**WRITTEN TASK:** Everything in the listing except the pictures should be written out exactly.

**ENTRIES SHOWN:**
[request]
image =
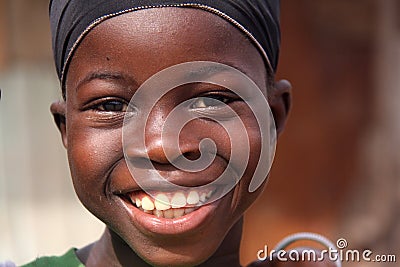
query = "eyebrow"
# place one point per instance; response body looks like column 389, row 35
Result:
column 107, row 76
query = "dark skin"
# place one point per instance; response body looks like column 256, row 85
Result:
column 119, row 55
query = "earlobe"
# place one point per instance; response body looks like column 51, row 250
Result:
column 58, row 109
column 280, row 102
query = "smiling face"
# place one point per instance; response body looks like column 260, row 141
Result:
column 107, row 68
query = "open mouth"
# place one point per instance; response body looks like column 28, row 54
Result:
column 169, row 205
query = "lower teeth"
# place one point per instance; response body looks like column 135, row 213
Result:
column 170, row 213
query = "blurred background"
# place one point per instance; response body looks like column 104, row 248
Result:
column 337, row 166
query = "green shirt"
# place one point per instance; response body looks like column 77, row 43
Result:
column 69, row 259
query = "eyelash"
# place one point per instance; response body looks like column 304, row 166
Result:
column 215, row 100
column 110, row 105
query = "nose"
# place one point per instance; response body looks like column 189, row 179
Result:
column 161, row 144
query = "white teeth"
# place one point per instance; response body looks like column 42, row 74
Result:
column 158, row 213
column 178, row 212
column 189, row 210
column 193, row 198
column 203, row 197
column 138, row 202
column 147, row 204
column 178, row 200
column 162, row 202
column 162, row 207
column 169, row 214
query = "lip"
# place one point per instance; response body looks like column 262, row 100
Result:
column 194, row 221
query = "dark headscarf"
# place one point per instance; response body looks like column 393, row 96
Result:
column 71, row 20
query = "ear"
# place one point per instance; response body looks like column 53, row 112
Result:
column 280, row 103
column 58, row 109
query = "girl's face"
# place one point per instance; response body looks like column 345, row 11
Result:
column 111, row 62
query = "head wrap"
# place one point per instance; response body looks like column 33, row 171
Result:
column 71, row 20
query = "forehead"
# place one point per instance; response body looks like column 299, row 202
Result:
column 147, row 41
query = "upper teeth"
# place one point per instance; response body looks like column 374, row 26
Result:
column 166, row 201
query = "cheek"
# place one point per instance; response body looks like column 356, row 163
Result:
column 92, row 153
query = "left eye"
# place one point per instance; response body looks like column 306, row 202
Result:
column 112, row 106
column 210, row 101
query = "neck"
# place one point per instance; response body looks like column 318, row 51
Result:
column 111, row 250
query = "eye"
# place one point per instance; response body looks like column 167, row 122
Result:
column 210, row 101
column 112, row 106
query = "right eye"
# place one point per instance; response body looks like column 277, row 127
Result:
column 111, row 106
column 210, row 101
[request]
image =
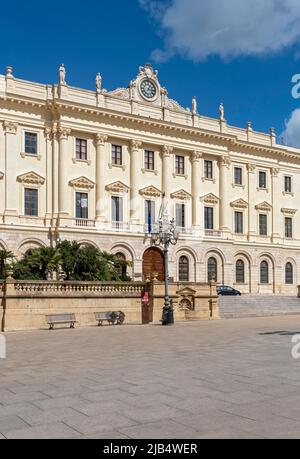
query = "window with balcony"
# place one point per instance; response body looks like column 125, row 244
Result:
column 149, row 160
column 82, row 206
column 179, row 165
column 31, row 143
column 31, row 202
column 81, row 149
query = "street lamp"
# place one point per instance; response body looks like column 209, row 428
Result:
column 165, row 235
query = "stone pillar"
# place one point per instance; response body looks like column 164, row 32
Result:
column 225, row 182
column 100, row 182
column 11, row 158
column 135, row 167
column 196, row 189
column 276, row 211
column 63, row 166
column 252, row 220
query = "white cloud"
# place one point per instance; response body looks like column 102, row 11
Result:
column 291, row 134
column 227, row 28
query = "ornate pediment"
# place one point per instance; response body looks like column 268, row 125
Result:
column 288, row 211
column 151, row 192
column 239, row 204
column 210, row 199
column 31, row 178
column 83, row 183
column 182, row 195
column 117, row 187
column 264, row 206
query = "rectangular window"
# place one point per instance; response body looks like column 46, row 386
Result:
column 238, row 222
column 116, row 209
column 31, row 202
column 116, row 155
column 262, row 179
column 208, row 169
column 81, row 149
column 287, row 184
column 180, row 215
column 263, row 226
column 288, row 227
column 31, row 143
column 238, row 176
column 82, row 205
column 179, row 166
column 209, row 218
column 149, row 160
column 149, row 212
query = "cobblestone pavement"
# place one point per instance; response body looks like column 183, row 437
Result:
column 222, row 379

**FINAL ANSWER:**
[request]
image =
query = "eyebrow"
# place one point per instance; response body looks like column 389, row 35
Result:
column 107, row 76
query = "dark skin"
# place one point per instance; response body looks like column 256, row 85
Result:
column 119, row 55
query = "earlobe"
# place one point per instance; response body looks like column 51, row 250
Result:
column 58, row 109
column 280, row 102
query = "smiling face"
# place one point per instance; response body looks like column 260, row 141
Result:
column 107, row 68
query = "open mouth"
# place one point per instance; response body looks like column 28, row 54
Result:
column 169, row 205
query = "lower teeth"
# place one point per instance; response body looks like column 135, row 213
Result:
column 170, row 213
query = "blurred background"
# place one point per instance; response body looks like column 104, row 248
Result:
column 337, row 166
query = "green shirt"
# place one point per instance; response body looks like column 77, row 43
Result:
column 69, row 259
query = "eyelash"
# place one point per instance; response body looks like column 304, row 166
Result:
column 215, row 100
column 110, row 105
query = "nose"
# place one point per instance; response body looks like column 189, row 179
Result:
column 161, row 144
query = "white teeth"
# place one point per instance; response body looks like column 42, row 74
Result:
column 158, row 213
column 178, row 212
column 189, row 210
column 193, row 198
column 203, row 197
column 138, row 202
column 147, row 204
column 178, row 200
column 162, row 202
column 162, row 207
column 169, row 214
query = "lip"
# place one point per instance; response body looks like column 262, row 100
Result:
column 194, row 221
query = "dark headscarf"
# place one point per instance; response body looks like column 393, row 96
Result:
column 71, row 20
query = "ear"
# place one point per instance; response body looks like column 53, row 112
Result:
column 280, row 103
column 58, row 109
query = "girl's face"
# place one point per instance; response body looks like column 345, row 11
Result:
column 111, row 62
query = "head wrap"
# place one point per instance; response body looks like column 33, row 171
Result:
column 71, row 20
query = "forehead"
# place one point per instance; response body looks like column 299, row 202
Result:
column 147, row 41
query = "upper teeth"
# place one point per instance; response body looks like column 374, row 26
Result:
column 166, row 201
query = "cheek"
# place one point per instance; response body looks like column 356, row 163
Result:
column 92, row 153
query = "left eye"
# place one point per instance; response body looks like column 306, row 202
Result:
column 112, row 106
column 210, row 101
query = "neck"
# place one point per instance; response body looks like column 318, row 51
Result:
column 111, row 250
query = "eye"
# place one point per instance; response body looks like column 167, row 122
Result:
column 210, row 101
column 112, row 106
query = "right eye"
# place one point per instance; response body looks like column 277, row 127
Result:
column 111, row 106
column 210, row 101
[request]
image =
query = "window with balcony"
# place one point per instance; response body looks like column 125, row 244
Result:
column 149, row 160
column 82, row 206
column 179, row 165
column 31, row 143
column 31, row 202
column 81, row 149
query = "street lamp"
# place one point per instance; response body looks like column 209, row 428
Result:
column 165, row 235
query = "stone pillar"
# place one point per instance; response body looks like column 164, row 32
Result:
column 225, row 182
column 100, row 182
column 11, row 158
column 135, row 167
column 196, row 189
column 276, row 211
column 63, row 166
column 252, row 220
query = "white cloud"
# place one point per instance; response body looks like column 102, row 11
Result:
column 291, row 134
column 227, row 28
query = "ornate pediment"
# place one point per instance; response body looks like column 268, row 125
Result:
column 288, row 211
column 151, row 192
column 239, row 204
column 210, row 199
column 31, row 178
column 83, row 183
column 182, row 195
column 117, row 187
column 264, row 206
query = "rectangular window"
# place one point per instance; response body looks like column 46, row 386
Result:
column 238, row 222
column 116, row 209
column 31, row 202
column 116, row 155
column 262, row 179
column 208, row 169
column 81, row 149
column 287, row 184
column 180, row 215
column 263, row 226
column 288, row 227
column 31, row 143
column 238, row 176
column 82, row 205
column 179, row 166
column 209, row 218
column 149, row 160
column 149, row 212
query = "cobblestone pavement"
# place one point per instance; response body looks like column 183, row 437
Result:
column 222, row 379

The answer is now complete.